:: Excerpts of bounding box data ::
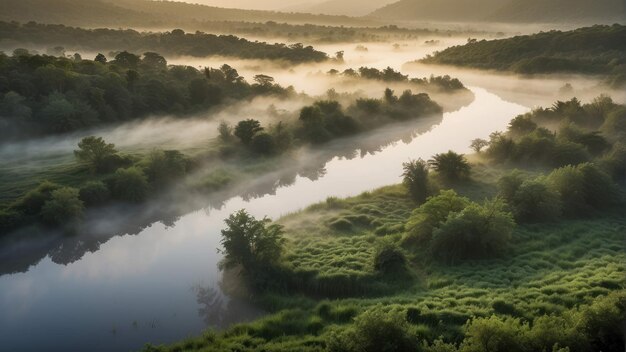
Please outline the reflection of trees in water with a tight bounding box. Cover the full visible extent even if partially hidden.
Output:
[0,116,443,274]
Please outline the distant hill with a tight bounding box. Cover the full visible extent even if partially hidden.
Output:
[285,0,396,16]
[369,0,503,21]
[489,0,626,23]
[0,0,372,30]
[421,24,626,85]
[369,0,626,23]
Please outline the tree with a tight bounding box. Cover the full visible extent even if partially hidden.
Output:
[220,210,285,274]
[217,121,233,143]
[250,132,276,155]
[404,190,470,245]
[110,167,148,203]
[328,305,420,352]
[41,187,85,226]
[235,119,263,145]
[428,151,471,182]
[74,136,117,172]
[430,199,515,263]
[470,138,489,153]
[146,150,188,185]
[93,53,107,65]
[510,180,562,222]
[402,159,430,204]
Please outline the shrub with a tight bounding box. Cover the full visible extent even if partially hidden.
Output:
[110,167,148,202]
[14,181,61,215]
[328,305,420,352]
[250,132,276,155]
[402,159,430,204]
[79,181,111,207]
[374,241,407,274]
[431,200,515,263]
[146,150,188,184]
[460,316,529,352]
[510,180,562,222]
[428,151,471,182]
[404,190,470,244]
[41,187,84,226]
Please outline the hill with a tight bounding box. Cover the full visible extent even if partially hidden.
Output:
[286,0,394,16]
[0,0,372,30]
[422,24,626,83]
[369,0,626,24]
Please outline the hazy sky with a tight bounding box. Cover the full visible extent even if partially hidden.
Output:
[179,0,324,10]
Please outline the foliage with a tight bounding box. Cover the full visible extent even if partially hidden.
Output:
[402,159,431,204]
[109,166,149,203]
[220,210,285,275]
[74,136,117,173]
[328,305,418,352]
[79,181,111,207]
[422,24,626,80]
[41,187,84,226]
[428,150,471,182]
[431,200,515,263]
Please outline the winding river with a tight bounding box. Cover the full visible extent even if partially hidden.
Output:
[0,87,528,351]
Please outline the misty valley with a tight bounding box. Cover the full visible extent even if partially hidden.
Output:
[0,0,626,352]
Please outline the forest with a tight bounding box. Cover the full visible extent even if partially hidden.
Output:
[421,24,626,88]
[0,22,329,64]
[144,96,626,352]
[0,49,296,141]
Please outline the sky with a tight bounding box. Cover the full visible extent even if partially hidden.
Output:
[177,0,323,10]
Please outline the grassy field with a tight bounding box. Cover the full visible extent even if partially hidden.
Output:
[146,166,626,351]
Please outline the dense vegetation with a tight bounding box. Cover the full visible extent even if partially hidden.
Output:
[0,22,328,63]
[145,94,626,352]
[422,24,626,87]
[0,50,294,141]
[328,67,467,93]
[0,86,442,234]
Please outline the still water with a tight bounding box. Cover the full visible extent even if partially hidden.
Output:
[0,87,528,351]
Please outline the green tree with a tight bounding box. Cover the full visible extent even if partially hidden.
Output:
[110,166,149,202]
[41,187,85,226]
[74,136,117,172]
[428,151,471,182]
[220,210,285,274]
[235,119,263,145]
[430,199,515,263]
[404,190,470,245]
[402,159,430,204]
[328,305,421,352]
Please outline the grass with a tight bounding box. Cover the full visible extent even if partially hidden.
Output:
[144,166,626,351]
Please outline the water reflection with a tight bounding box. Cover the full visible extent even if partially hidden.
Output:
[0,89,527,351]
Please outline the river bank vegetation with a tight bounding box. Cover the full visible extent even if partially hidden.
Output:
[0,83,442,234]
[0,22,329,64]
[145,97,626,352]
[420,24,626,88]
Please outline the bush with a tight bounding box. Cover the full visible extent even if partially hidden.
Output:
[41,187,85,226]
[14,181,61,215]
[79,181,111,207]
[428,151,471,182]
[328,305,420,352]
[402,159,430,204]
[374,241,407,274]
[430,200,515,263]
[110,166,148,202]
[404,190,470,245]
[509,180,562,222]
[146,150,188,185]
[250,132,276,155]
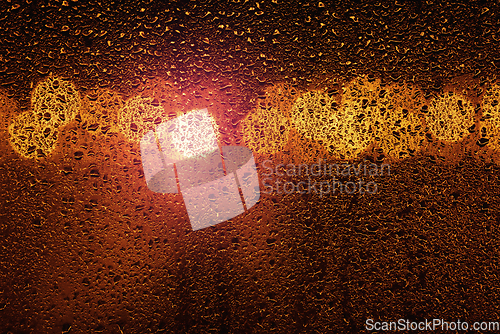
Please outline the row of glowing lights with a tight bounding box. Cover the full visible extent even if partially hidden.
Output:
[5,77,500,159]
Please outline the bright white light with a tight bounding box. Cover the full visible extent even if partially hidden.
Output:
[156,109,218,162]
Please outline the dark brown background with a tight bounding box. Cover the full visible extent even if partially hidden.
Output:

:: Work to complete ::
Reproduce the stretch of entries from the line containing "Please outline the hill" through the line containing "[146,166,626,351]", word for word and including both of those lines.

:: Task answer ::
Please outline the hill with a tight bounding box. Cover the full visible extent even if partially hidden.
Output:
[286,0,394,16]
[0,0,372,30]
[422,24,626,83]
[369,0,626,24]
Please outline the hazy sky with a tight bounding box. Cover the full visible extent even if partially hidden.
Output:
[179,0,324,10]
Please outline the foliage with a tight bounding box. Cover the full visible extent even if partially hidden.
Output:
[402,159,431,204]
[109,166,149,203]
[220,210,285,275]
[74,136,117,173]
[328,305,418,352]
[79,181,111,207]
[422,24,626,80]
[41,187,84,226]
[428,150,471,182]
[431,200,515,263]
Please outline the winding river with a tight bounding box. Cover the full visible extent even if partially hidden.
Output:
[0,87,528,351]
Please outline the misty valley with a tight bounding box. Cover the full visible extent even if partially hidden.
Output:
[0,0,626,352]
Please outline the forest with a tight bounding box. Cover the full visible extent even if partially hidden.
Output:
[421,24,626,88]
[0,22,329,64]
[144,96,626,352]
[0,49,296,141]
Please outline the sky with a tight bounding box. Cover the full visible extent even if partially hidden.
Output:
[177,0,323,10]
Please outline the grassy field with a tight bounding box. Cover the full visible extent even if partially hidden.
Output:
[146,166,626,351]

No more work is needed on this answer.